**Records for processing**:
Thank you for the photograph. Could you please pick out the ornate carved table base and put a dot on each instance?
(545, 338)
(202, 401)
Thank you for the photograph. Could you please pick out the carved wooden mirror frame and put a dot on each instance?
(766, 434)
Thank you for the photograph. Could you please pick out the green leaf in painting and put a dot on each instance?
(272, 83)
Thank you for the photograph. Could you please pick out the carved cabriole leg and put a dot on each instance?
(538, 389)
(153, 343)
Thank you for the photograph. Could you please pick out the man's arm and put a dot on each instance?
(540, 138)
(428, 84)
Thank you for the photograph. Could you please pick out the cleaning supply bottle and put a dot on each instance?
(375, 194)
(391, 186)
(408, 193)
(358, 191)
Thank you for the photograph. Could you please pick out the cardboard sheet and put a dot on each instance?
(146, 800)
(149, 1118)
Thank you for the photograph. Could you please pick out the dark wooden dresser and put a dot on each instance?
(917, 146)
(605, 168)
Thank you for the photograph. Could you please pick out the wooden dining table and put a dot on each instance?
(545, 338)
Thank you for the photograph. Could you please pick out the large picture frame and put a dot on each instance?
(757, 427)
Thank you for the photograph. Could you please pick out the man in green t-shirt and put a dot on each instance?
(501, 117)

**Problem requirements**:
Your answer must be the line containing "table and put a dot on each instance?" through the last line above, copied exactly, with nothing added.

**Result of this task**:
Thank you for the photograph. Could you please pick out the wooden dining table and put a dot on each instance?
(545, 338)
Thank you for the photograph. Could you please pick out the large picture frame and put a dot on each instance?
(757, 427)
Thank you for the photograph. Could you please pick out the man in green t-shirt and put a dot on each instance?
(501, 117)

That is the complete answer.